(Saved data entries)
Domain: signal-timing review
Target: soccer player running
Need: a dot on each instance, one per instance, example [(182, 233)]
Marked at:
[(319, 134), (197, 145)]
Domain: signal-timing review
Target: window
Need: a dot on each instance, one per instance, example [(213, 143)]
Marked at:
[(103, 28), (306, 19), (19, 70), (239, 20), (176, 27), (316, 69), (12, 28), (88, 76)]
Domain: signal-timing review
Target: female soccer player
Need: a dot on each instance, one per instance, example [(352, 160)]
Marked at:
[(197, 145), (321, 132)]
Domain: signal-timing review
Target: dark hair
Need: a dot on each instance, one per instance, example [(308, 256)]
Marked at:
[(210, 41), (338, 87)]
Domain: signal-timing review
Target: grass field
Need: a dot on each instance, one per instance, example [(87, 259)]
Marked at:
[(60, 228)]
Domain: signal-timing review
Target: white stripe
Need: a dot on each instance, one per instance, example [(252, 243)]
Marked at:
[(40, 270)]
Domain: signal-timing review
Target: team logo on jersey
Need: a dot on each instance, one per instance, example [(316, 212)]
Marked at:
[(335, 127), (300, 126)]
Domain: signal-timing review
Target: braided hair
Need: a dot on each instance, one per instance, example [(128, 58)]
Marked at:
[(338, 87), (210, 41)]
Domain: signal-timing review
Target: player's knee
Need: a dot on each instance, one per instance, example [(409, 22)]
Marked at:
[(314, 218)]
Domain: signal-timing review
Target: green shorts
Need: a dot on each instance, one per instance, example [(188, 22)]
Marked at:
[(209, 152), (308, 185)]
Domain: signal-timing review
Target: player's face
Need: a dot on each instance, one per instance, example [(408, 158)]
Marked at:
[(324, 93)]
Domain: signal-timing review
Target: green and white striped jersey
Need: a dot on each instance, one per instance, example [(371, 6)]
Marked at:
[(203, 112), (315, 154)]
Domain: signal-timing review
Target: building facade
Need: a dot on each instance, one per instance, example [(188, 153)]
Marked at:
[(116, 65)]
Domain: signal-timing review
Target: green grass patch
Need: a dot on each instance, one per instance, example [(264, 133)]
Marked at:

ABOUT THIS EXERCISE: Write out all of the records exactly as they stand above.

WRITTEN RESPONSE:
Domain: signal-timing review
Target: soccer player running
Need: a dot on each instance, one per instance, example [(182, 233)]
Marked at:
[(319, 134), (197, 145)]
Domain: signal-timing review
Target: window
Need: a dot on each instance, one per instance, example [(213, 143)]
Marked at:
[(103, 28), (306, 19), (19, 70), (239, 20), (176, 27), (316, 69), (12, 28), (88, 76)]
Domain: signal-timing review
Target: female soccer player
Need: a dot on each instance, one per instance, example [(352, 160)]
Marked at:
[(197, 145), (321, 132)]
Domain: signal-timing review
Target: dark hair
Need: a dot on each instance, one per instance, example [(308, 256)]
Marked at:
[(210, 41), (338, 87)]
Domain: signal-timing review
Target: grass field
Need: a dot on each instance, one per instance, example [(87, 259)]
Marked at:
[(60, 228)]
Domain: signal-timing review
Target: white stripe
Need: a dot on each instance, one per instance, example [(252, 243)]
Marked at:
[(40, 270)]
Domain: signal-timing review
Target: team logo on jersey
Need: a dot on each instance, one per instance, example [(316, 212)]
Marked at:
[(335, 127), (300, 126)]
Domain: signal-timing review
Target: braided hair
Need: a dot on each instance, one per instance, example [(128, 58)]
Marked at:
[(338, 87), (210, 41)]
Domain: signal-timing review
Target: player's knee
Need: a dot on each instance, one per instance, example [(409, 22)]
Marked at:
[(314, 218)]
Domain: signal-timing review
Target: green shorts
Need: a dot on each instance, one per instance, example [(188, 22)]
Marked at:
[(209, 152), (308, 185)]
Domain: signal-timing review
Target: player's face
Need: a dot on each instance, one per instance, example [(408, 158)]
Marked at:
[(324, 93)]
Domain: signal-timing review
Target: green and white striped jersey
Need: a dot on each instance, one per instance, example [(371, 6)]
Marked at:
[(203, 112), (315, 154)]
Domain: signal-timing review
Target: building facade
Need: a dot on each instance, one per instance, example [(188, 153)]
Marked at:
[(116, 65)]
Domain: signal-timing review
Target: green grass patch
Need: a dot on each instance, one per instance, example [(264, 133)]
Marked at:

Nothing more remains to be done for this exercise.